## Objective
Rewrite every line of the listing below as a numbered list, leaving out the blank lines.

## Input material
_ _ _ _ _ _ _
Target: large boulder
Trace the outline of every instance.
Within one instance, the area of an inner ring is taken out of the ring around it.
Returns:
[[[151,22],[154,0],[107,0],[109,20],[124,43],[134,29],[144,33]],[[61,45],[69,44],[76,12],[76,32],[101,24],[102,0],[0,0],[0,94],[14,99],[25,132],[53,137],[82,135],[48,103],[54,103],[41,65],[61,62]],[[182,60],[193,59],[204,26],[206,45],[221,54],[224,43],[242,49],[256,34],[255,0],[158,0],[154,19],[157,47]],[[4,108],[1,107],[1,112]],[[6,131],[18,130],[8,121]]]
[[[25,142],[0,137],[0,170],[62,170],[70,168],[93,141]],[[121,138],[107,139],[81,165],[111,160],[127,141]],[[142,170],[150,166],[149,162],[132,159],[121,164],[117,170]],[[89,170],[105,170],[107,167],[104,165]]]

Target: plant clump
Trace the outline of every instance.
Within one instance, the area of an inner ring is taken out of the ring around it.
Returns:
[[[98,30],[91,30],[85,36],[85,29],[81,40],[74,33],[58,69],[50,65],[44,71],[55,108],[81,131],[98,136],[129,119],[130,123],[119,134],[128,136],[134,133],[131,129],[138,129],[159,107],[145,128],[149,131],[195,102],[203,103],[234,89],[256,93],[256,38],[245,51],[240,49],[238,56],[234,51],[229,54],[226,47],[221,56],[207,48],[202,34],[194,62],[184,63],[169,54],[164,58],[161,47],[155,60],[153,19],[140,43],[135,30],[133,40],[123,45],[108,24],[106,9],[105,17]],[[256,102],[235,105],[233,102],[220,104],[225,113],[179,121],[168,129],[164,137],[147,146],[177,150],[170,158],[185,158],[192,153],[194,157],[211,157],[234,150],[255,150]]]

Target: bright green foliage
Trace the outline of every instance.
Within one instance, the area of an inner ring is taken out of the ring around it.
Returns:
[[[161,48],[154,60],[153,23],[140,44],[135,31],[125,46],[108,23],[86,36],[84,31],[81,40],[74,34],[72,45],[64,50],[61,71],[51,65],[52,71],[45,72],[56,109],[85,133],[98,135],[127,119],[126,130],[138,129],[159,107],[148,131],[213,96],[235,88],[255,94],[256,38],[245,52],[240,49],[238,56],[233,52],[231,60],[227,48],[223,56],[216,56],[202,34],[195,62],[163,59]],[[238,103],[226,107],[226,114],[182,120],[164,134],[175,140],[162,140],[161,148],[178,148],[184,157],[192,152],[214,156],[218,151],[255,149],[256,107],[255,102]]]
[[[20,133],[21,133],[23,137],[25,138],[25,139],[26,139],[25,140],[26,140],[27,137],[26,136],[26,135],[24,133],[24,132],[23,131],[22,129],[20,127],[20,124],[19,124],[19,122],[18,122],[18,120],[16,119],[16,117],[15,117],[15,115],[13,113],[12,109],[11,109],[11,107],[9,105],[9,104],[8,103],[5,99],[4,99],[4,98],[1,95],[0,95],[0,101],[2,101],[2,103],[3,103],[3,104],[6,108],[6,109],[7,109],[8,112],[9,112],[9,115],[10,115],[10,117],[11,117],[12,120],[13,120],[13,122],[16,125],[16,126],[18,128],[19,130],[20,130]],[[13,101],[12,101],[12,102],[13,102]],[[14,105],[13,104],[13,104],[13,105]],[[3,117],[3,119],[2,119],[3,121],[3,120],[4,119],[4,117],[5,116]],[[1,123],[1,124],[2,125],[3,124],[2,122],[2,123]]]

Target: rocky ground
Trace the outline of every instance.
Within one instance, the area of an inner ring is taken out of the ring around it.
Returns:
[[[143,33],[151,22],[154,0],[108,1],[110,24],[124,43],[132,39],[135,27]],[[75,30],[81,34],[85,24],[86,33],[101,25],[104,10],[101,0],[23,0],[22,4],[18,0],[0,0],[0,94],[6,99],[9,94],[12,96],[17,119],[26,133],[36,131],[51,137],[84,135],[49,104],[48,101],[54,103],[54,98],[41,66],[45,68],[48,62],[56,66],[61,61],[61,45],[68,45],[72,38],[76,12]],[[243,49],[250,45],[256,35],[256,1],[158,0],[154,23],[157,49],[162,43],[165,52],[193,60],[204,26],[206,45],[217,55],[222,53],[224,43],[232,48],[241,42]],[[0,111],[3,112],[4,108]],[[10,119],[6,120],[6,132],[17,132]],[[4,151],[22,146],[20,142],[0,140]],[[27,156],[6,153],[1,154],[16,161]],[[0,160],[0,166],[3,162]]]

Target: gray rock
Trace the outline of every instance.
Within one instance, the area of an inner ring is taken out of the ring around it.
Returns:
_ _ _ _ _ _ _
## Response
1. Target: large boulder
2. Trace the outline of every instance.
3. Within one instance, the area of an inner ring is taken out of the ring around it.
4. Returns:
5. [[[151,22],[154,0],[107,0],[109,20],[124,43],[134,29],[144,33]],[[61,45],[69,44],[76,12],[76,32],[101,24],[102,0],[0,0],[0,94],[14,99],[25,132],[53,137],[82,135],[48,103],[54,103],[41,65],[61,62]],[[182,60],[193,59],[204,26],[206,45],[221,54],[224,43],[242,49],[256,34],[255,0],[158,0],[154,19],[157,47]],[[4,108],[1,107],[1,112]],[[6,131],[18,130],[8,121]]]
6. [[[25,142],[0,137],[0,170],[62,170],[70,168],[93,141]],[[121,138],[107,139],[81,165],[111,160],[127,141]],[[142,170],[150,166],[149,162],[132,159],[121,164],[117,170]],[[89,170],[105,170],[107,167],[104,165]]]
7. Target: plant clump
8. Trace the outline of every instance.
9. Within one instance, the area of an inner ring is taken out of the ring around it.
10. Returns:
11. [[[98,30],[91,30],[85,36],[85,29],[81,40],[74,33],[58,69],[50,65],[44,71],[55,108],[81,131],[98,136],[129,119],[130,123],[119,134],[128,136],[134,133],[131,129],[138,129],[159,107],[145,128],[149,131],[195,102],[203,103],[234,89],[256,93],[256,38],[245,51],[240,49],[238,56],[234,51],[229,54],[226,47],[221,56],[207,48],[202,34],[194,62],[184,63],[169,54],[164,58],[161,47],[155,60],[153,19],[140,43],[135,30],[133,40],[123,45],[108,24],[106,9],[105,17]],[[256,102],[235,105],[233,102],[220,104],[225,113],[179,121],[168,129],[164,137],[147,146],[177,150],[170,158],[185,158],[192,153],[194,157],[211,157],[234,150],[255,150]]]
12. Target: bright green foliage
13. Trace the outline of every instance.
14. Within one instance, the area of an inner ring is taken out of the ring around it.
15. Returns:
16. [[[161,48],[154,60],[153,23],[140,44],[135,31],[125,46],[108,23],[86,36],[84,31],[81,40],[74,34],[72,45],[64,50],[61,71],[51,65],[52,71],[45,72],[56,109],[85,133],[98,135],[127,119],[126,130],[138,129],[159,107],[148,131],[213,96],[235,88],[255,94],[256,38],[245,52],[240,49],[238,56],[233,52],[231,60],[227,48],[223,56],[216,56],[202,34],[195,62],[163,59]],[[238,103],[226,107],[226,114],[182,120],[164,134],[175,140],[162,140],[161,148],[178,148],[184,157],[192,152],[214,156],[218,151],[255,149],[256,107],[255,102]]]
17. [[[20,133],[21,133],[23,137],[25,138],[25,139],[26,139],[25,140],[26,140],[27,137],[26,136],[26,135],[24,133],[24,132],[23,131],[22,129],[20,127],[20,124],[19,124],[19,122],[18,122],[18,120],[16,119],[16,117],[15,117],[15,115],[13,113],[12,109],[11,109],[11,107],[9,105],[9,104],[8,103],[5,99],[4,99],[4,98],[1,95],[0,95],[0,101],[2,101],[2,103],[3,103],[3,104],[6,108],[6,109],[7,109],[8,112],[9,112],[9,115],[10,115],[10,117],[11,117],[12,120],[13,120],[13,122],[16,125],[16,126],[18,128],[19,130],[20,130]],[[13,101],[12,101],[12,102],[13,102]],[[14,105],[13,104],[13,104],[13,105]],[[3,117],[3,119],[2,119],[3,121],[3,120],[4,119],[4,117],[5,116]],[[1,123],[1,124],[2,125],[3,124],[2,122],[2,123]]]
18. Target: rocky ground
19. Trace the outline of every instance.
20. Within one instance, the area of an inner ring is taken out of the ring around it.
21. Returns:
22. [[[143,33],[151,22],[154,0],[108,1],[110,24],[124,43],[132,39],[135,27]],[[75,30],[81,34],[85,24],[86,33],[101,25],[104,10],[101,0],[23,0],[22,4],[18,0],[0,0],[0,94],[6,99],[9,94],[12,96],[17,119],[26,133],[36,131],[51,137],[84,135],[49,104],[48,101],[54,103],[54,98],[41,66],[45,68],[48,62],[56,66],[61,61],[61,45],[68,45],[72,38],[76,12]],[[243,49],[250,45],[256,35],[256,1],[158,0],[154,23],[157,49],[162,43],[165,52],[193,60],[204,26],[206,45],[217,55],[222,53],[224,43],[232,48],[241,42]],[[0,111],[3,112],[4,108]],[[10,119],[6,120],[6,132],[17,132]],[[4,151],[22,146],[20,142],[0,140]],[[27,156],[6,153],[1,154],[16,161]],[[0,160],[0,166],[3,162]]]
23. Target: gray rock
24. Trace the outline of every instance.
25. Within one instance, the area of an inner ring is taken out of the ring around it.
26. Returns:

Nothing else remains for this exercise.